- _TO DO_:
Reproduce each of the following records verbatim and leave the pictures out of your output.

- _DATA EXTRACT_:
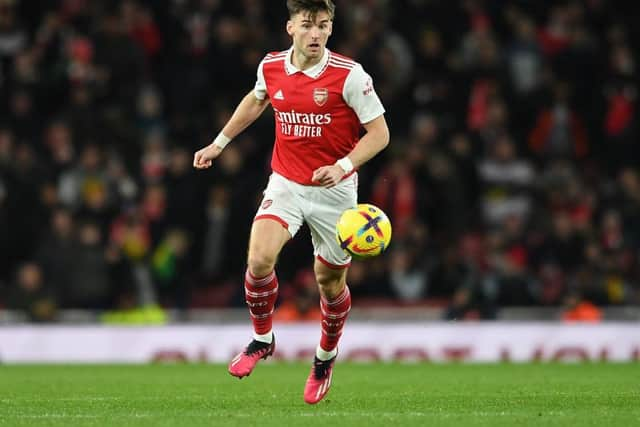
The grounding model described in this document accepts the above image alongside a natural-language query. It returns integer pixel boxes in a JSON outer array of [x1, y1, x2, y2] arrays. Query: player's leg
[[304, 257, 351, 404], [304, 177, 357, 403], [229, 175, 302, 378], [229, 219, 291, 378]]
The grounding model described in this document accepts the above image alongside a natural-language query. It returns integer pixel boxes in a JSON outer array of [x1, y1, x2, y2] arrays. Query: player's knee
[[316, 274, 345, 300], [248, 250, 276, 277]]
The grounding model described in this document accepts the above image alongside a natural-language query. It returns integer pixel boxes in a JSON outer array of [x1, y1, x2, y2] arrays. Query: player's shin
[[316, 286, 351, 360], [244, 270, 278, 343]]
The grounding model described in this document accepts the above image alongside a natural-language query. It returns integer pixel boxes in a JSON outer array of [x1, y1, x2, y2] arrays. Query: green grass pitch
[[0, 363, 640, 427]]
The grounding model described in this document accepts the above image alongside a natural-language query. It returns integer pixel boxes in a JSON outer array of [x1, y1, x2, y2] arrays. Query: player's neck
[[291, 48, 326, 71]]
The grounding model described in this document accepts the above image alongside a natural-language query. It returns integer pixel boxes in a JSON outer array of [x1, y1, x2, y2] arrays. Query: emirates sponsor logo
[[313, 87, 329, 107], [274, 108, 331, 125]]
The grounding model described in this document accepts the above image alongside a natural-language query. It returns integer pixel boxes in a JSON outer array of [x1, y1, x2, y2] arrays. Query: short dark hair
[[287, 0, 336, 20]]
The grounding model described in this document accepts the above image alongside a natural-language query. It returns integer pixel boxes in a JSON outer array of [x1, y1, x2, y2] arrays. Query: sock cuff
[[320, 285, 351, 308], [244, 269, 276, 288]]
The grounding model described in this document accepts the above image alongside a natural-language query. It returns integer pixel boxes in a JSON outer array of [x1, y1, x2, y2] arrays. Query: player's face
[[287, 12, 333, 60]]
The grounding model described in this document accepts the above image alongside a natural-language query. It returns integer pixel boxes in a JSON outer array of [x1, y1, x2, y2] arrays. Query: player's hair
[[287, 0, 336, 20]]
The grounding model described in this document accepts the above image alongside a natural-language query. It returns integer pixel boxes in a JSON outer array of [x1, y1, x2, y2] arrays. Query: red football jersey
[[254, 48, 384, 185]]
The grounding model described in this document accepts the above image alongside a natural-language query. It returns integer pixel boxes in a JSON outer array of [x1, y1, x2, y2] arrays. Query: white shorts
[[254, 172, 358, 268]]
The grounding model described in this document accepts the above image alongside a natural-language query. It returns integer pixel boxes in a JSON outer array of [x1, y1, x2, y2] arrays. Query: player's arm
[[193, 90, 269, 169], [311, 115, 389, 188], [337, 116, 389, 174], [312, 66, 389, 188]]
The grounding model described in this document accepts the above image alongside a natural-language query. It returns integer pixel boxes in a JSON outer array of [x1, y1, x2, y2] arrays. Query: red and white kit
[[254, 48, 385, 267]]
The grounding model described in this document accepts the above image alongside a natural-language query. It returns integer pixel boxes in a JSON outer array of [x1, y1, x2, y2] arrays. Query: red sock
[[320, 286, 351, 351], [244, 270, 278, 335]]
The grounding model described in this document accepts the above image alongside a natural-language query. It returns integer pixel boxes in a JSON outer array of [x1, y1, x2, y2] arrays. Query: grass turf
[[0, 363, 640, 427]]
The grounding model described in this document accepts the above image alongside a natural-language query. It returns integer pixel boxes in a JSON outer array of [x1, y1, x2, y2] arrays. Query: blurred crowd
[[0, 0, 640, 321]]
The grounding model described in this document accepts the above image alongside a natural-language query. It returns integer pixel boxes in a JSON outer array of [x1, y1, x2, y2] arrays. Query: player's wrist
[[211, 131, 231, 150], [335, 157, 354, 174]]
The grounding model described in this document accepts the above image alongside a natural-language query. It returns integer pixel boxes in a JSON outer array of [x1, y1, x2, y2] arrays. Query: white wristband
[[213, 131, 231, 149], [336, 157, 353, 173]]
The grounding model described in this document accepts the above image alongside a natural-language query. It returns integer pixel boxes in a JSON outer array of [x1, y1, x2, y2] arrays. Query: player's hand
[[311, 165, 344, 188], [193, 144, 222, 169]]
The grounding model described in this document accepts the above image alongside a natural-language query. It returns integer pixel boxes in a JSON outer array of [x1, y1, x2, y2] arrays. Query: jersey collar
[[284, 46, 329, 79]]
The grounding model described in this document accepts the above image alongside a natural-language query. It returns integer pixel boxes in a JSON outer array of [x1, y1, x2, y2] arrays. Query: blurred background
[[0, 0, 640, 323]]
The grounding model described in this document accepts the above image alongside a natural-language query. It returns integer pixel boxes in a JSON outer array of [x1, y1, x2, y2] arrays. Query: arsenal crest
[[313, 87, 329, 107]]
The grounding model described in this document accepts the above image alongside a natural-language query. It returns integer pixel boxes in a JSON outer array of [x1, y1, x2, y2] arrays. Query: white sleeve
[[253, 59, 267, 101], [342, 64, 385, 123]]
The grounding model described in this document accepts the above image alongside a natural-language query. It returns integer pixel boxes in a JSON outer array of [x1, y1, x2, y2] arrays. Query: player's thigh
[[306, 176, 357, 269], [248, 218, 291, 262], [313, 258, 349, 290], [248, 174, 303, 266]]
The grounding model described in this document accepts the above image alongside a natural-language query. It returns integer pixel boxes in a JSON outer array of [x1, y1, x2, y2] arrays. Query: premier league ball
[[336, 203, 391, 258]]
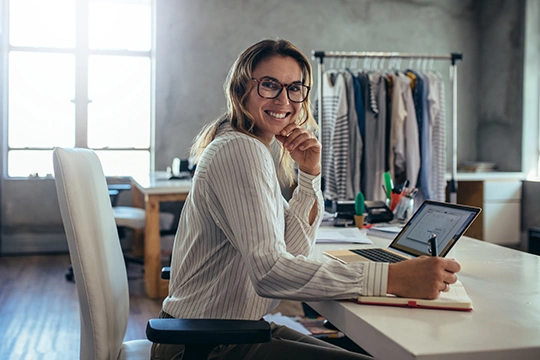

- _THE SOLUTION_:
The grounding model described in this document accepts the above image alongside a natural-language query. It returns integer pixel boxes in a JSON outer array of [x1, y1, x2, y2] arrays. Query: player's leg
[[304, 257, 351, 404], [304, 177, 357, 403], [229, 175, 302, 378], [229, 219, 291, 378]]
The grounding model described in this document accepts the above image alongside a natural-language query. It returns integer pixel boxes in a JSON outer array of [x1, y1, x2, y2] arrays. Query: player's knee
[[316, 274, 345, 300], [248, 250, 276, 277]]
The grounding model described in this document accepts the above image alongside a natural-language query. It returns integer pixel boxes in a JSON outer array of [x1, y1, x2, y2] arrays. Query: player's shin
[[316, 286, 351, 360], [244, 270, 278, 343]]
The grounding model described in this document accepts the above image alongside a natural-language query. It returns integer pixel boxes in a JSON outer array of [x1, y1, x2, y2] arrays. Query: green grass pitch
[[0, 363, 640, 427]]
The grounding model described in this document accepts the above image alongside a natural-language query. It returns integer pixel boxes in a JSON outer array of [x1, y1, x2, y2] arrays. Query: player's neck
[[291, 48, 326, 71]]
The grounding model described in this document accepts the above image alongside a natural-language query. It returns integer pixel boxes in a JSON outer array of [x1, y1, x2, y2] arrays. Query: emirates sponsor logo
[[313, 87, 329, 107], [274, 108, 331, 125]]
The grounding model described in this document accepts the above image alongside a natural-language query. It returns integer pixel boxes in a JSON outer array of [x1, y1, x2, y2] arrays. Query: short dark hair
[[287, 0, 336, 20]]
The grounding model described in this document accepts the above image alongside a natural-language query. It returns integer pixel boxes in a JSON outer array of [x1, y1, x2, y2] arrays. Query: sock cuff
[[320, 285, 351, 308], [244, 269, 276, 288]]
The grounding model described in this document accepts the above image alongside a natural-language query. It returns integer pixel boxes in a JSON outer array of [x1, y1, x2, y2] arrays. Query: player's face
[[287, 12, 333, 60]]
The grounding model described in this document accepts the above image alongside a natural-language query. It returns integer pixel boxes in a JSON outer array of [x1, y1, x2, y2] arrays. Query: player's hair
[[287, 0, 336, 20]]
The grounding model described in this document accepts the above image alongside a natural-language query. It returns integer pixel boxes in a JSON outer array of [x1, y1, x2, y2] arrays. Query: red football jersey
[[254, 48, 384, 185]]
The grounding model described in this document accepts the above image alongside a natural-language query. It returns integer pixel boxes in a JSON outer array of [x1, y1, x2, y2] arrays. Query: white shorts
[[254, 172, 358, 268]]
The grounding model described in this document accepts the above image alongside a natural-language query. It returns integer pixel boxes in a JSON outer array of [x1, y1, x2, y2] arrays. Query: player's arm
[[193, 90, 269, 169], [311, 115, 389, 188], [337, 116, 389, 174], [312, 66, 389, 188]]
The grounding model described in this document accepts the above image alongside a natural-language query. It returns integer pixel boxes in a JSON outer array of [x1, y1, x2, y2] arrays. Query: red and white kit
[[254, 48, 385, 267]]
The grounding model described in this document accepts the above image alongside a natural-language query. It returns integer pixel boxes in a JSON outer array of [x1, y1, x2, y2] arrays. Query: red sock
[[320, 286, 351, 351], [244, 270, 278, 335]]
The grounding model described in this document accepts the above image alongside a natural-language query. It returns integer pixel boxes in a JSON outer array of [x1, y1, x2, y2] arrays. Query: grass turf
[[0, 363, 640, 427]]
The grounding model described in this document accepts the above image alongside a natural-language query. It returns integer pixel boxes in a JSON outer array of [x1, y1, x2, y2] arrays. Query: blurred crowd
[[0, 0, 640, 321]]
The grounding model described in this document accepts the above image alongside a natural-language query. It returns integer pixel boxes in a JSON outer array of [x1, y1, x2, y2] arrays. Query: player's wrist
[[211, 131, 231, 150], [335, 157, 354, 174]]
The grounding model described in this document accepts the above image alongside a natural-language query. It returns integer pixel boxes in a JSON outer array of [x1, y1, x2, y2] arrays. Query: white wristband
[[213, 131, 231, 149], [336, 157, 353, 173]]
The grounding model described in this document accepts the above image alongside a natural-language query. It returns integer pixel boxes in a JSON outer array of [x1, y1, x2, y2] arrays. Query: player's hand
[[311, 165, 344, 188], [193, 144, 222, 169]]
The grounding model described in this document accepts the above image alongside a natural-language query. It returns integer pixel boxes in a JSON outer array of [x1, y1, x2, y2] arrays. Query: jersey collar
[[284, 46, 329, 79]]
The grounding model described in this document accepts the above image alongside a natural-language query. It returns integer pixel boxes in a JSON outer array of [x1, y1, x2, y2] arrays. Query: blurred background
[[0, 0, 640, 323]]
The grounding model described in this document accepts the above image alongside a natural-language query. It returns integer pixel boxes in a JSON outer array of [x1, y1, x2, y2] arrays. Query: arsenal crest
[[313, 87, 329, 107]]
The grounding model described in this document accepts the above image alongside a natural-language query. It returns integer pixel boxes in a JSON outer array of [x1, y1, x2, y2] arrays. Query: white sleeve
[[253, 59, 267, 101], [342, 64, 385, 123]]
The grounding model described in this document accepts the above image alongside a natural-language query. It returns integer pixel boxes in a JSON outer array of [x1, y1, x2, y2] arrays. Query: player's thigh
[[306, 176, 357, 269], [248, 218, 291, 262], [313, 258, 349, 290], [248, 174, 303, 266]]
The grounding model described in this document accepts the above image alongside a natural-language query. It returns integer pixel boxes in a JSON outer array of [x1, y1, x2, y2] arrays. Query: premier league ball
[[336, 203, 391, 258]]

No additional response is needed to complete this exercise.